# SECÇÃO DO TEXTO

====

W) Pelo que a sentença recorrida também viola o disposto nos artigos 8.º, n.º 1 e 11.°, n.º 4, da LGT, assim como, dos artigos 103.°, n.º 2 e 165.°, n.º 1, alínea i), da CRP e, em concreto, do disposto no princípio da legalidade tributária;

X) Por fim, a sentença recorrida enferma, por certo, da violação do princípio da igualdade, constante, dos artigos 13.° e 266.º da CRP, pois, apesar de a Recorrente não contestar que do disposto no actual artigo 79.° do Código do IRC possam resultar consequências, no plano tributário, de determinados factos praticados por sociedades que se encontrem em processo de insolvência, já não pode aceitar que o tratamento dado a tais sociedades, a esse nível, seja o mesmo que seria dado a uma sociedade que se encontrasse na plenitude das suas capacidades e personalidade jurídicas;

Y) Uma coisa é fazer incidir imposto sobre uma realidade jurídico-comercial que não perdeu nenhum dos seus privilégios societários e que se encontra possibilitada de exercer a actividade comercial para a qual foi criada, outra, diferente, é fazer incidir imposto sobre uma realidade jurídica que deixou de ter personalidade jurídico-tributária e que nem sequer já pode desenvolver qualquer actividade, enquanto tal;

Z) Ao sancionar diferente entendimento, o Tribunal Recorrido permitiu que se considerasse que a realidade jurídica constituída pela "massa falida" fosse sujeita ao mesmo tratamento fiscal que qualquer outra sociedade comercial.

====

# DADOS GUARDADOS

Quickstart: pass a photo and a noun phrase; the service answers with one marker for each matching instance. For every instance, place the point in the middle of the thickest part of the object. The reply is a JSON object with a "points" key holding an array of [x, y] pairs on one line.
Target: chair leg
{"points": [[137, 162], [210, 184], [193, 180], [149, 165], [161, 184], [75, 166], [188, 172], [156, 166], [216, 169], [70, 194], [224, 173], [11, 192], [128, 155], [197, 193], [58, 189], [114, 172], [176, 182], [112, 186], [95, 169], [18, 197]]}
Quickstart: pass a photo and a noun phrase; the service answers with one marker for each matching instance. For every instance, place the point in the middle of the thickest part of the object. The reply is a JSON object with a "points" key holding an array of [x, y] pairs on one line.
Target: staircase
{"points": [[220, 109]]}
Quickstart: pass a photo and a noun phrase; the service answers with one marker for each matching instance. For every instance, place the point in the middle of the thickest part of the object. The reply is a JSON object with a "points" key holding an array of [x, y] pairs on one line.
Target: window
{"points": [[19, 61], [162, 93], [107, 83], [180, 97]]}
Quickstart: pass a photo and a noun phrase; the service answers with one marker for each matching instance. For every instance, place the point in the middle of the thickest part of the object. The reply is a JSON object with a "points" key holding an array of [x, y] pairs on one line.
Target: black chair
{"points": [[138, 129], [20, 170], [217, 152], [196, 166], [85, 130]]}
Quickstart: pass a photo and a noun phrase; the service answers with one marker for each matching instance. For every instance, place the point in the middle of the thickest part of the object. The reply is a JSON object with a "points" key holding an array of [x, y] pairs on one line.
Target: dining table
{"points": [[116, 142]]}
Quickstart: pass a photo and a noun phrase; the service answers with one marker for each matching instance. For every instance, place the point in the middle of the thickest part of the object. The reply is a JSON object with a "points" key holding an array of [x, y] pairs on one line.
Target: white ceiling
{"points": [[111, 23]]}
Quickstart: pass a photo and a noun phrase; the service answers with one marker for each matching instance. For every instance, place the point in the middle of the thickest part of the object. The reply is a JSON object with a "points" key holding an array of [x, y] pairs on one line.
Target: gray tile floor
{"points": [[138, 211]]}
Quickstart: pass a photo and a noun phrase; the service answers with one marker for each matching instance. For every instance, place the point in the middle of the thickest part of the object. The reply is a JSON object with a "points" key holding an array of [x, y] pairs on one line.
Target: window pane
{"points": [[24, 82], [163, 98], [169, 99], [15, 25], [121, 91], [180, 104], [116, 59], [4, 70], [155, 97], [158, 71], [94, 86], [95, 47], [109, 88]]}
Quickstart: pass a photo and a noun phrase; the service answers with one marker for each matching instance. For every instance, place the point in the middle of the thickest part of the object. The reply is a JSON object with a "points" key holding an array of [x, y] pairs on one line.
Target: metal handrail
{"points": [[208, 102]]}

====

# INSTRUÇÃO
Extraia da secção do texto, sem alterações, o trecho que começa em "Z) Ao sancionar" e segue até "outra sociedade comercial.". O material não tem qualquer relação com a secção do texto.

# SOLUÇÃO DA TAREFA
Z) Ao sancionar diferente entendimento, o Tribunal Recorrido permitiu que se considerasse que a realidade jurídica constituída pela "massa falida" fosse sujeita ao mesmo tratamento fiscal que qualquer outra sociedade comercial.